All of lore.kernel.org
 help / color / mirror / Atom feed
From: "René Scharfe" <rene.scharfe@lsrfire.ath.cx>
To: "Nguyễn Thái Ngọc Duy" <pclouds@gmail.com>
Cc: git@vger.kernel.org, Junio C Hamano <gitster@pobox.com>
Subject: [PATCH 8a/5] archive-zip: streaming for stored files
Date: Tue, 01 May 2012 00:12:21 +0200	[thread overview]
Message-ID: <4F9F0E45.6070108@lsrfire.ath.cx> (raw)
In-Reply-To: <1335761837-12482-6-git-send-email-pclouds@gmail.com>

Write a data descriptor containing the CRC of the entry and its sizes
after streaming it out.  For simplicity, do that only if we're storing
files (option -0) for now.

Signed-off-by: Rene Scharfe <rene.scharfe@lsrfire.ath.cx>
---
 archive-zip.c    |   90 ++++++++++++++++++++++++++++++++++++++++++++++--------
 t/t1050-large.sh |    4 +++
 2 files changed, 82 insertions(+), 12 deletions(-)

diff --git a/archive-zip.c b/archive-zip.c
index 678569a..1c6c39d 100644
--- a/archive-zip.c
+++ b/archive-zip.c
@@ -3,6 +3,7 @@
  */
 #include "cache.h"
 #include "archive.h"
+#include "streaming.h"
 
 static int zip_date;
 static int zip_time;
@@ -15,6 +16,7 @@ static unsigned int zip_dir_offset;
 static unsigned int zip_dir_entries;
 
 #define ZIP_DIRECTORY_MIN_SIZE	(1024 * 1024)
+#define ZIP_STREAM (8)
 
 struct zip_local_header {
 	unsigned char magic[4];
@@ -31,6 +33,14 @@ struct zip_local_header {
 	unsigned char _end[1];
 };
 
+struct zip_data_desc {
+	unsigned char magic[4];
+	unsigned char crc32[4];
+	unsigned char compressed_size[4];
+	unsigned char size[4];
+	unsigned char _end[1];
+};
+
 struct zip_dir_header {
 	unsigned char magic[4];
 	unsigned char creator_version[2];
@@ -70,6 +80,7 @@ struct zip_dir_trailer {
  * we're interested in.
  */
 #define ZIP_LOCAL_HEADER_SIZE	offsetof(struct zip_local_header, _end)
+#define ZIP_DATA_DESC_SIZE	offsetof(struct zip_data_desc, _end)
 #define ZIP_DIR_HEADER_SIZE	offsetof(struct zip_dir_header, _end)
 #define ZIP_DIR_TRAILER_SIZE	offsetof(struct zip_dir_trailer, _end)

◆ TASKS TO COMPLETE ◆
A – Decide whether each statement agrees with the archive-zip patch: (i) the data descriptor is written only when files are stored with option -0, for now; (ii) the patch changes three files; (iii) ZIP_STREAM is defined as 8. Answer yes or no for each, and quote the deciding words of the patch.
B – Reproduce the archive-zip patch verbatim from "Write a data" to "-0) for now.".
C – Carry the archive-zip patch on past its last line shown.
The records have no connection to the archive-zip patch.

◆ INFORMATION PROVIDED ◆
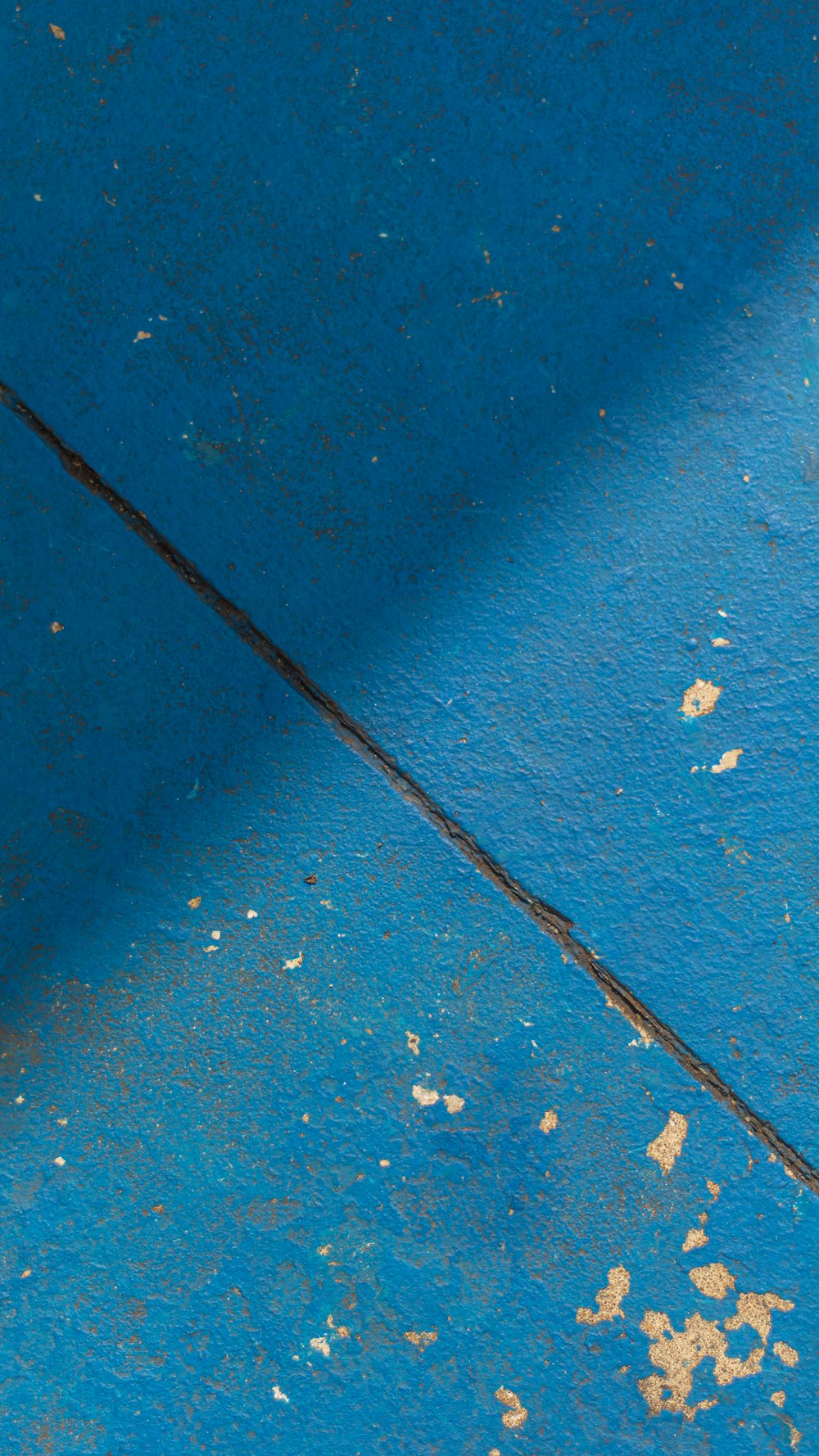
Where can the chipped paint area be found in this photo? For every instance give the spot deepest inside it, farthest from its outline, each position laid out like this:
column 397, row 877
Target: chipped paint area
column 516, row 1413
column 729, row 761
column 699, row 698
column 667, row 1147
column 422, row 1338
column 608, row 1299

◆ SET OF ANSWERS ◆
A –
(i) Yes: "do that only if we're storing files (option -0) for now"
(ii) No: "2 files changed, 82 insertions(+), 12 deletions(-)"
(iii) Yes: "#define ZIP_STREAM (8)"

B –
Write a data descriptor containing the CRC of the entry and its sizes
after streaming it out.  For simplicity, do that only if we're storing
files (option -0) for now.

C –
 
@@ -120,6 +131,19 @@ static void *zlib_deflate(void *data, unsigned long size,
 	return buffer;
 }
 
+static void write_zip_data_desc(unsigned long size,
+				unsigned long compressed_size,
+				unsigned long crc)
+{
+	struct zip_data_desc trailer;
+
+	copy_le32(trailer.magic, 0x08074b50);
+	copy_le32(trailer.crc32, crc);
+	copy_le32(trailer.compressed_size, compressed_size);
+	copy_le32(trailer.size, size);
+	write_or_die(1, &trailer, ZIP_DATA_DESC_SIZE);
+}
+
 static void set_zip_dir_data_desc(struct zip_dir_header *header,
 				  unsigned long size,
 				  unsigned long compressed_size,
@@ -140,6 +164,8 @@ static void set_zip_header_data_desc(struct zip_local_header *header,
 	copy_le32(header->size, size);
 }
 
+#define STREAM_BUFFER_SIZE (1024 * 16)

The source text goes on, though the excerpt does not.